EXTRAIT:
★ ★ ★ ★ ★

Une fois la préparation effectuée, il faudra placer une carte sur une ville, et c’est parti pour voir la crainte se propager ! Dès lors, le joueur devra améliorer régulièrement sa hantise pour espérer atteindre une ville puis une autre région, et à terme, valider ses objectifs pour faire basculer la zone. Simple sur le papier, The Fabulous Fear Machine regorge de spécificités qui se renouvellent constamment sur les huit heures de jeu.
Agents of Mayhem
Pour propager les mauvaises ondes, des agents du chaos sont mis sous nos ordres. Au joueur de les faire explorer des villes (pour rajouter des cartes), récolter des ressources (pour faire évoluer les peurs et espions, justement) ou encore espionner des rivaux, qui ne tarderont pas à mettre le nez dans vos affaires. Ceux-ci bloqueront des emplacements, des ressources, et à terme, peuvent aussi conquérir des régions. À vous, donc, de les discréditer en trouvant des documents compromettants dans leurs opérations. Une fois les points de vie du rival descendus à zéro, celui-ci est éliminé. De quoi s’étendre plus sereinement.

★ ★ ★ ★ ★

PROBLÈMES À RÉSOUDRE:
a. Les affirmations suivantes concordent-elles avec l'extrait sur The Fabulous Fear Machine ? Répondez par oui ou non pour chacune, en citant mot pour mot les termes du texte qui tranchent. (i) Le jeu offre environ huit heures de contenu. (ii) Un rival est éliminé quand ses points de vie tombent à zéro. (iii) Les rivaux ne peuvent jamais conquérir de régions.
b. Recopiez fidèlement le passage de l'extrait sur The Fabulous Fear Machine qui commence par « Une fois la » et se termine par « heures de jeu. ».
Les entrées ne sont pas nécessaires ici.

★ ★ ★ ★ ★

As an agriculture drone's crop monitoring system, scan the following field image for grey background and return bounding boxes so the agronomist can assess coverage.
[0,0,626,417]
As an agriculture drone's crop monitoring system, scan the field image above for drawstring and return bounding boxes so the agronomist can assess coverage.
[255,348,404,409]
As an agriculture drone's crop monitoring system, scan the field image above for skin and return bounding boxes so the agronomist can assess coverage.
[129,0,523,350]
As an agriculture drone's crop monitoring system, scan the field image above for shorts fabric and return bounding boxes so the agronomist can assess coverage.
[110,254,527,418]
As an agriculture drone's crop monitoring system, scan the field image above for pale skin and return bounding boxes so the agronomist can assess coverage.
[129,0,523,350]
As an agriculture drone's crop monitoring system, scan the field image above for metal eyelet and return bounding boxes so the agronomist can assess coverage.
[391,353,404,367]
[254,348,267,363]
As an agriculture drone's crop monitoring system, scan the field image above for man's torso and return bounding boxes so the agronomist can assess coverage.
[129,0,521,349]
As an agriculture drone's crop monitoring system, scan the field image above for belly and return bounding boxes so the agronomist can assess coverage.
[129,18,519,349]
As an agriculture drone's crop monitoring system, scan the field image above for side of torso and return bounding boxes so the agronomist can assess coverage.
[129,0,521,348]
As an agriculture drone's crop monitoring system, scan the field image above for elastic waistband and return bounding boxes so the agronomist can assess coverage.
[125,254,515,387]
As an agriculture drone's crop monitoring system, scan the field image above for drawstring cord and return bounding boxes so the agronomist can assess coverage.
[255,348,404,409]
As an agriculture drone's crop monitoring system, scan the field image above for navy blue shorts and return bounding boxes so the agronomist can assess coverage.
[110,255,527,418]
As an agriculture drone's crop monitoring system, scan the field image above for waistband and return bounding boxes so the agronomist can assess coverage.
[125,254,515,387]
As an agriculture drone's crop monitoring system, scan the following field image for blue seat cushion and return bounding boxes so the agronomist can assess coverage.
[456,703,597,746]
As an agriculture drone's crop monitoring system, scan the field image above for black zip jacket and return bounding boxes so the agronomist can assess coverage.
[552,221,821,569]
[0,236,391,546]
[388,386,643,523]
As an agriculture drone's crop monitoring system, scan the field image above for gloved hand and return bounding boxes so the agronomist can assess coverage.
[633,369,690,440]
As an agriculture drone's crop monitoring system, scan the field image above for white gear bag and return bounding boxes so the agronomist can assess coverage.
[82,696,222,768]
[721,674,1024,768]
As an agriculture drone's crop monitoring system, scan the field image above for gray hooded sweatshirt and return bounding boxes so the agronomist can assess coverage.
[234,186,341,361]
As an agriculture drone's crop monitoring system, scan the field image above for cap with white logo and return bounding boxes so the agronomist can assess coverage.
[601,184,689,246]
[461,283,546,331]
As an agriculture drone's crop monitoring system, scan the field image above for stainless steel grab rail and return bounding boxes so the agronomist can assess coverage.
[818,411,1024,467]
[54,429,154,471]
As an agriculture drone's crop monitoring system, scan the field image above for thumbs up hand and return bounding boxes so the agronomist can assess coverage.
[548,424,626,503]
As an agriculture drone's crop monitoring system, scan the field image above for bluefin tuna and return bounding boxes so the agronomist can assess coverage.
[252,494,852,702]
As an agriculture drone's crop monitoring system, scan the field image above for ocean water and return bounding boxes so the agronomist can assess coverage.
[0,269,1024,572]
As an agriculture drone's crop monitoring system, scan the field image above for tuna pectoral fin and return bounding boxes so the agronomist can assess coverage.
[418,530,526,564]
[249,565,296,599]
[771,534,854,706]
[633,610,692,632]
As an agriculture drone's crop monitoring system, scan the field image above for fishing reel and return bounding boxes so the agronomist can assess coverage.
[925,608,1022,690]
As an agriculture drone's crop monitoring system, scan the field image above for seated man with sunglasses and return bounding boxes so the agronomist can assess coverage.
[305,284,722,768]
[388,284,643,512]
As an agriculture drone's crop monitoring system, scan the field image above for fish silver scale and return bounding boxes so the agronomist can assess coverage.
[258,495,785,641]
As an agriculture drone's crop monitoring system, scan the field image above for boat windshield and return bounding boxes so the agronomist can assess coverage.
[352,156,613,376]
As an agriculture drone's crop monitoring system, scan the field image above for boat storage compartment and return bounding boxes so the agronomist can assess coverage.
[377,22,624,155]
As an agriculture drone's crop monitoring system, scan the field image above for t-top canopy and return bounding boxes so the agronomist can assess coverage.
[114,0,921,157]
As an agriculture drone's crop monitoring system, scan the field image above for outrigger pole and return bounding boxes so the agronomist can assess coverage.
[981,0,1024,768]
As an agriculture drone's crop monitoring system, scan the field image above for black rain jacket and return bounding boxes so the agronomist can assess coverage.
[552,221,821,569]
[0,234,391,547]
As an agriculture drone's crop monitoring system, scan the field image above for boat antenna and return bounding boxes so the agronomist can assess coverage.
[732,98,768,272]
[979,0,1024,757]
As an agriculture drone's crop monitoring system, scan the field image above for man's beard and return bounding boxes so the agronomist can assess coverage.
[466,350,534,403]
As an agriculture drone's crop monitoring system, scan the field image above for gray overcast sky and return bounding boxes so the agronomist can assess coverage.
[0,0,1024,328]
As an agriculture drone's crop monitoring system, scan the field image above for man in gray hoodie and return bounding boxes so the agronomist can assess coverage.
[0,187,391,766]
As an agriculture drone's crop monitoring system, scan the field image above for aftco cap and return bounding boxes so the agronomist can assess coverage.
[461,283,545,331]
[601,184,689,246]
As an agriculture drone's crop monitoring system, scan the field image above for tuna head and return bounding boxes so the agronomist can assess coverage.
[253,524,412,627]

★ ★ ★ ★ ★

RÉPONSES PAR POINT:
a.
(i) Oui : « se renouvellent constamment sur les huit heures de jeu ».
(ii) Oui : « Une fois les points de vie du rival descendus à zéro, celui-ci est éliminé. »
(iii) Non : « à terme, peuvent aussi conquérir des régions ».

b.
Une fois la préparation effectuée, il faudra placer une carte sur une ville, et c’est parti pour voir la crainte se propager ! Dès lors, le joueur devra améliorer régulièrement sa hantise pour espérer atteindre une ville puis une autre région, et à terme, valider ses objectifs pour faire basculer la zone. Simple sur le papier, The Fabulous Fear Machine regorge de spécificités qui se renouvellent constamment sur les huit heures de jeu.